_STATED GOAL_. Repeat the lines from the one containing "Would you be able to indicate the black" through the last line of the data, exactly, pictures omitted.

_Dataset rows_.
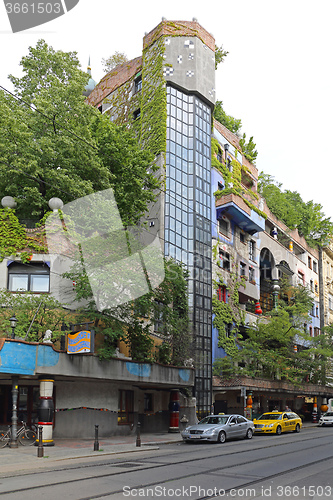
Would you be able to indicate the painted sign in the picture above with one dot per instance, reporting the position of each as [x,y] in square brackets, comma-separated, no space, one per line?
[80,342]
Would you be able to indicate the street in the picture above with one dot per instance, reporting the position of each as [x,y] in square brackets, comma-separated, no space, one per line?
[287,466]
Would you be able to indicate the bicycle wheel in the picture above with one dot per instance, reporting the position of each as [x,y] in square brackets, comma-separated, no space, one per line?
[4,438]
[28,437]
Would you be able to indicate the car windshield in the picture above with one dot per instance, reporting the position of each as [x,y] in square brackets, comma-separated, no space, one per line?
[214,420]
[270,416]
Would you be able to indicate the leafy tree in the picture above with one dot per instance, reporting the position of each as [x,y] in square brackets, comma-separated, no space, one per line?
[37,313]
[133,321]
[54,145]
[47,148]
[113,61]
[266,349]
[232,124]
[220,54]
[289,207]
[248,149]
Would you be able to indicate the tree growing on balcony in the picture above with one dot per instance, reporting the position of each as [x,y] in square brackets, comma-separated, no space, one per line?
[53,144]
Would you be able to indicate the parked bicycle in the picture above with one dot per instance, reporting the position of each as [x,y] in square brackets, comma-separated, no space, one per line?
[25,436]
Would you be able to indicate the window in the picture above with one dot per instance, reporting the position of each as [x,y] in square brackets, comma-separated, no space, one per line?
[126,407]
[148,401]
[159,325]
[222,293]
[330,301]
[252,250]
[224,260]
[138,84]
[300,276]
[136,114]
[29,277]
[224,227]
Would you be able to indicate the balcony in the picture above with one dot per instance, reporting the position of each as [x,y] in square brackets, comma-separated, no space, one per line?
[240,213]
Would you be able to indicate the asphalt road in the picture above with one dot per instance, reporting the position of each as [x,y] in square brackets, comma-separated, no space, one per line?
[290,466]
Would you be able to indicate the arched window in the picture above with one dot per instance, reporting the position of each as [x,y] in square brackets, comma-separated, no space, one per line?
[30,277]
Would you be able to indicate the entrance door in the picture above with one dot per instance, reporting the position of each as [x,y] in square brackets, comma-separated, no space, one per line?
[220,406]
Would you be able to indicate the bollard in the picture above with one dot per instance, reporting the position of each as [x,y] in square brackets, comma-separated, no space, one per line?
[96,443]
[40,449]
[138,438]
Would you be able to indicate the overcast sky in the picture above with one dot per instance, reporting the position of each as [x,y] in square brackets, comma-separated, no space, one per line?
[277,77]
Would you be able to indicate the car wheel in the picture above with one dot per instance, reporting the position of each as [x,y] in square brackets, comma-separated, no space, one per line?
[249,434]
[221,437]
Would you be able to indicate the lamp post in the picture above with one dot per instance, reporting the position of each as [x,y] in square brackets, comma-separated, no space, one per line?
[13,321]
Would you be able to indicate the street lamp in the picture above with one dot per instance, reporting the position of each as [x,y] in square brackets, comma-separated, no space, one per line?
[13,320]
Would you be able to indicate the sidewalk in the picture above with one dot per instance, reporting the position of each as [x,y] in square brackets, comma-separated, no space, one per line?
[24,458]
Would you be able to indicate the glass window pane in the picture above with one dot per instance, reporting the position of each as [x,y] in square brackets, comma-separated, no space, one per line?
[39,283]
[18,282]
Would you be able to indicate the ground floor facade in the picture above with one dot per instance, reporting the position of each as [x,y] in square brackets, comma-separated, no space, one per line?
[253,397]
[72,394]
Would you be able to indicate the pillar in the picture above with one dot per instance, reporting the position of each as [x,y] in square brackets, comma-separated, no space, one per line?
[13,443]
[46,410]
[174,411]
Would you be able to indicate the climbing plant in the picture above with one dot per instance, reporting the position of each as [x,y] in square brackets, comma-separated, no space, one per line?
[228,315]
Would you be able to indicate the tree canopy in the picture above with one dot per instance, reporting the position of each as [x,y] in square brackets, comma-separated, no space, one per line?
[111,62]
[134,321]
[290,208]
[235,125]
[266,348]
[55,145]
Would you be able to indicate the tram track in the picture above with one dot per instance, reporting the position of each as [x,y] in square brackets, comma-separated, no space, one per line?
[138,465]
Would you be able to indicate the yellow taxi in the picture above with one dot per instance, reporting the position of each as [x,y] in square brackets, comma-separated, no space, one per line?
[276,422]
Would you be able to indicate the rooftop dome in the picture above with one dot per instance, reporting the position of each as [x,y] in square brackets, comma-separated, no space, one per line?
[91,83]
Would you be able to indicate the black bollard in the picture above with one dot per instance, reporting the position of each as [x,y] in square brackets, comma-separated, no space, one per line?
[138,437]
[40,449]
[96,443]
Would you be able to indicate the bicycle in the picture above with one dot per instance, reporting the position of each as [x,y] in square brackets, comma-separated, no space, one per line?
[25,436]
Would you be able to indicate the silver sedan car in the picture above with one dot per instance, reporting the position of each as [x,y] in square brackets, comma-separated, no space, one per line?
[219,428]
[326,418]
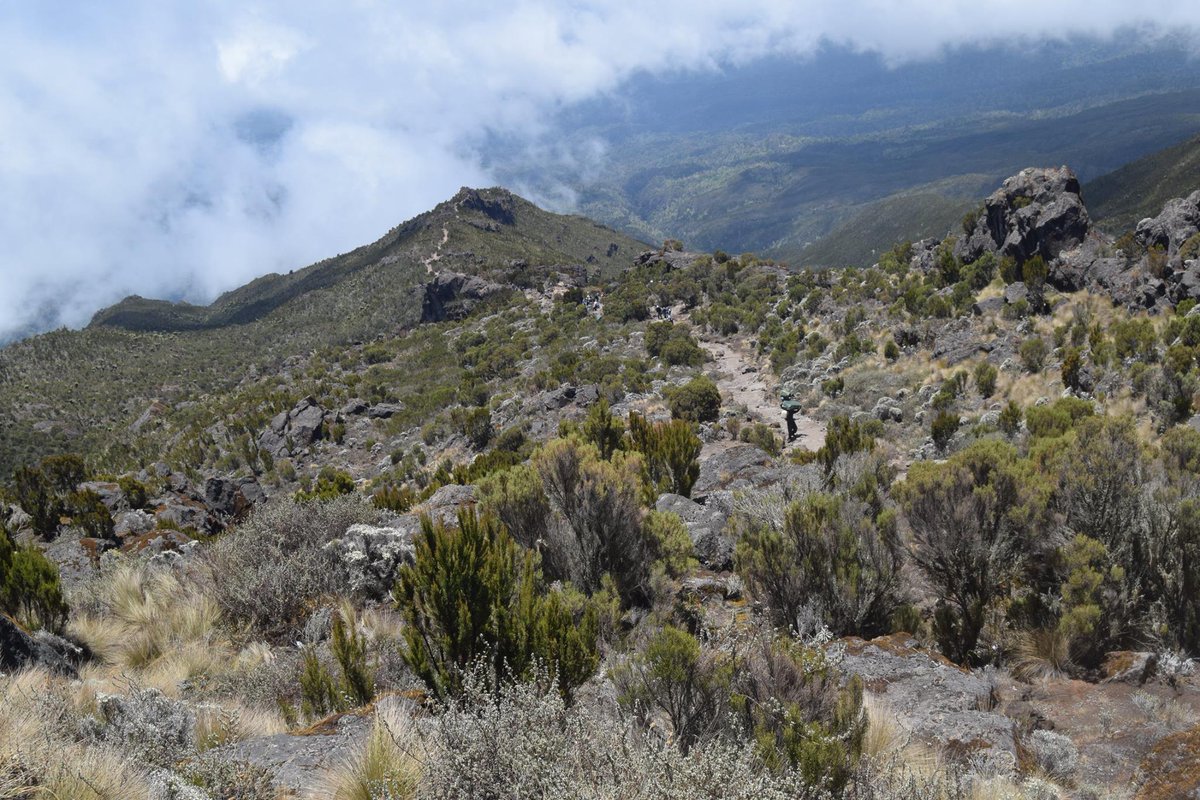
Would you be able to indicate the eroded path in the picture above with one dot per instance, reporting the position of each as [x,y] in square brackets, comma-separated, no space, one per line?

_PROBLEM SOLUTION_.
Would you be able to indicate the black bollard in the picture above with one dot per instance, reporting the position of each as [x,y] in square brackets, comma-separated, no space, one per line?
[138,437]
[40,449]
[96,443]
Would you be able to indicate the bicycle in the picture above with one dot per instance, reporting the position of each as [x,y] in square brackets, comma-separated, no space, one per line?
[25,436]
Would you be able to indicate the silver sedan car in the picture above with one dot per instance, reporting the position of each as [x,y] in square brackets, comma-separated, no space, one per line?
[219,428]
[326,418]
Would you be able to indicate the eroded path in the picture above with one dot per instance, reporting the position of each as [x,y] in square brackets, comma-separated, no space, one per line?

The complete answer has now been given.